Source -
* begin *
Seasonal consumption cycles and weather conditions may result in fluctuations in demand and impact results of operation.

 
Our products are affected to some extent by seasonal consumption cycles and weather conditions which could have a negative impact on interim and annual results.  In particular, bottled water experiences peak demand during the summer months, and as a result our sales are generally higher during these months.  Conversely, unusually cold or rainy summer weather may temporarily reduce demand for our products and contribute to lower sales  and thus may have a material adverse effect on our results of operations.

 
Our results of operations and financial condition could be harmed by a failure of our information systems.

 
We are increasingly dependent upon information technology network systems to obtain the numerical data we use as a basis for our operating management decisions.  Any failure of these applications or communications networks may delay or taint certain decisions and result in financial losses.

 
We may not be able to adequately protect our intellectual property rights.

 
Given the importance of brand recognition to our business, we have invested considerable effort in protecting our portfolio of intellectual property rights, including trademark registration, such as, for example, the trademark “MyCause”.  However, we cannot be certain that the steps taken will be sufficient to protect our intellectual property rights adequately or that third parties will not infringe upon or misappropriate our proprietary rights.  If we are unable to protect our proprietary rights against infringement or misappropriation, our future financial results and our ability to develop our business could be harmed.

 
Changes in the nonalcoholic beverage business environment and retail trends could impact our financial results.

 
The nonalcoholic beverage business environment is rapidly evolving as a result of, among other things, changes in consumer preferences, including changes based on health and nutrition consideration and obesity concerns, shifting consumer lifestyles and competitive product and pricing pressures.  In addition, the nonalcoholic beverage retail landscape is very dynamic and constantly evolving, where new drinks are introduced constantly.  Our industry is also being affected by the trend toward brand consolidation.  If we are unable to successfully adapt to the rapidly changing environment and retail trends, our share of sales, volume growth and overall financial results could be negatively affected.

 
Increase in the cost, disruption of supply or shortage of energy could affect our profitability.

 
Our distributors operate large fleets of trucks and other motor vehicles to distribute and deliver food and beverage products to their own customers and they use a significant amount of electricity, natural gas and other energy sources to operate their own distribution facilities.  Increases in the price, disruption of supply or shortage of fuel and other energy sources in any of the major markets in which our distributors operate would increase their respective operating costs and could indirectly negatively impact our results of operations.
 
 
7

 
 
Increase in the cost, disruption of supply or shortage of mountain spring water, other raw materials or packaging materials could adversely affect our results of operations and harm our business.
* end *
Dataset -
* begin *
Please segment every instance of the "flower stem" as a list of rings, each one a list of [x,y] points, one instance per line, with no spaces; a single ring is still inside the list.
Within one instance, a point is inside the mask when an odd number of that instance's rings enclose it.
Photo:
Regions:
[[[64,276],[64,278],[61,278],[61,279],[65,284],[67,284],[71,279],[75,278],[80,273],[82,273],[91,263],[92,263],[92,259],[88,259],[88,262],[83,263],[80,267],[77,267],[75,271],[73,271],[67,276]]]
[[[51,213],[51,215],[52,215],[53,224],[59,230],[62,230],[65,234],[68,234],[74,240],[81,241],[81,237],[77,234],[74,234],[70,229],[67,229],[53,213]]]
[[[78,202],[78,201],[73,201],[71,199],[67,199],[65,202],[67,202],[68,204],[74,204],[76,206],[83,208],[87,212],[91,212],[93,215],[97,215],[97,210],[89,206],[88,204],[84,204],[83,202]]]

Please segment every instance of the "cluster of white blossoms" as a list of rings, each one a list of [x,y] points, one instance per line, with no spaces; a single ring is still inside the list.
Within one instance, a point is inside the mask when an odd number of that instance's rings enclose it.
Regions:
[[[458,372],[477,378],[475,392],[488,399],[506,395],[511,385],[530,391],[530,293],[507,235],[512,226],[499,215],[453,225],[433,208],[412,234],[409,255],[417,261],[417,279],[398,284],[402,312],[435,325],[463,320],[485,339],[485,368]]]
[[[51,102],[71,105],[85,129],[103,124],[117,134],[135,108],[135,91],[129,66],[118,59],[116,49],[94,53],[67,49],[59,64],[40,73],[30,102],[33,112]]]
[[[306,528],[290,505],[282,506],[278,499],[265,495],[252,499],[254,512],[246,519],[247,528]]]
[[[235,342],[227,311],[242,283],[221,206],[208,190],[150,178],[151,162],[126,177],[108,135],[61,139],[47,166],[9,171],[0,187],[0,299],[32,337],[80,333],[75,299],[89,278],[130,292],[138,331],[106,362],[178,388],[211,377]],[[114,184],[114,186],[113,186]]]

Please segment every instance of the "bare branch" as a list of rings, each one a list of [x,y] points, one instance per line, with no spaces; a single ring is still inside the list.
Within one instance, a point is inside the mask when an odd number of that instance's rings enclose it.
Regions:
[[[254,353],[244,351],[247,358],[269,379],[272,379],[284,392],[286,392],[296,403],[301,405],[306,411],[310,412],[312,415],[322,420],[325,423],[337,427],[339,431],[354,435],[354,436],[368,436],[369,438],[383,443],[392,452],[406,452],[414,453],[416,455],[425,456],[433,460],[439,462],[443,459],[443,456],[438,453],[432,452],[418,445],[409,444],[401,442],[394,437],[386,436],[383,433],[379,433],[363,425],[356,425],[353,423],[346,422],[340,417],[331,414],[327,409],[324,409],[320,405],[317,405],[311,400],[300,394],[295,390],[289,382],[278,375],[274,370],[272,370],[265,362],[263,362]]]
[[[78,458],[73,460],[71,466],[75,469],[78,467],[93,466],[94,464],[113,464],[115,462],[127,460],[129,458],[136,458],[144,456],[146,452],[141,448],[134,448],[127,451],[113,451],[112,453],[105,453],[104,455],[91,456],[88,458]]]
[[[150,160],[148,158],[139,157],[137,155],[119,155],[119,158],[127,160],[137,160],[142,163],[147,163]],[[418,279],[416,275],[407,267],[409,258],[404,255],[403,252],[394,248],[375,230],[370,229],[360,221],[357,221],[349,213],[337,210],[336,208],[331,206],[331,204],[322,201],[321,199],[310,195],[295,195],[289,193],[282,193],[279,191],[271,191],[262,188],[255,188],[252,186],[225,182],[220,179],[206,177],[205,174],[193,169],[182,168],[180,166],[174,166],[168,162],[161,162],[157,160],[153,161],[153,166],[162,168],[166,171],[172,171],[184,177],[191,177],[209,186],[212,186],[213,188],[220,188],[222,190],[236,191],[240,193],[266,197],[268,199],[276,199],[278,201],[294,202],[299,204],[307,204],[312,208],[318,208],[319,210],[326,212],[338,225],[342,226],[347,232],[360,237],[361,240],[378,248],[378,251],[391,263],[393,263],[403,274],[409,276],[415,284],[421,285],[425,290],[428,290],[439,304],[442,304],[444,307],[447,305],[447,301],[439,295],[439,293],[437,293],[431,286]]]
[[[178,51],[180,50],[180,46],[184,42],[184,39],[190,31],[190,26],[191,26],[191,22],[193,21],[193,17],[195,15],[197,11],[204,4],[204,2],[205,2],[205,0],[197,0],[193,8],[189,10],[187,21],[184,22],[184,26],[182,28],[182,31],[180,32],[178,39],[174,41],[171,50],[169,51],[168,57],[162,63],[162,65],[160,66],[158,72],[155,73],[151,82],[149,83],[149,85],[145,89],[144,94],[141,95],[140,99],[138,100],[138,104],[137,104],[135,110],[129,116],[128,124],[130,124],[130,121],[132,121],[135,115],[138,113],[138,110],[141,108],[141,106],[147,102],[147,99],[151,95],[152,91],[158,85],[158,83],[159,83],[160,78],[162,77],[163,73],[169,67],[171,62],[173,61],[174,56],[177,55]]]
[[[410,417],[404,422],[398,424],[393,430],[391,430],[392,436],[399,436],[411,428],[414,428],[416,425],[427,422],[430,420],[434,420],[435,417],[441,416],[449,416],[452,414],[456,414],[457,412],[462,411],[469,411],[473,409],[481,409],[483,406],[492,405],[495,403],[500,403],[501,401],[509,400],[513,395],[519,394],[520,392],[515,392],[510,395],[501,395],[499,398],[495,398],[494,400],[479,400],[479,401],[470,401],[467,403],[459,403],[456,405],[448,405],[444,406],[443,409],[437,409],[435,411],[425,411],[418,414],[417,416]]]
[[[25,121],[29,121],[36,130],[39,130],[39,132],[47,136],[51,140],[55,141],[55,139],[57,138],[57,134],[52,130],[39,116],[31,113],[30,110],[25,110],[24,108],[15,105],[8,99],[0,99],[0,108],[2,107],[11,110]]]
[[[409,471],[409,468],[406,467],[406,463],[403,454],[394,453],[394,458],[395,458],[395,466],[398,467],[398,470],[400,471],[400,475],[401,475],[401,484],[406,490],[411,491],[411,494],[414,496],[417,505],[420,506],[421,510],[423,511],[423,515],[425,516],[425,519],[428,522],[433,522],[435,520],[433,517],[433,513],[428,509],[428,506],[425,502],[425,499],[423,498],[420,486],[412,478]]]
* end *
Task -
Answer these from the risk factors text above:
(a) In which months does bottled water see peak demand?
(b) Which trademark is named as an example of a registration?
(c) What do the distributors operate to distribute and deliver food and beverage products?

Completed task -
(a) The summer months.
(b) "MyCause."
(c) Large fleets of trucks and other motor vehicles.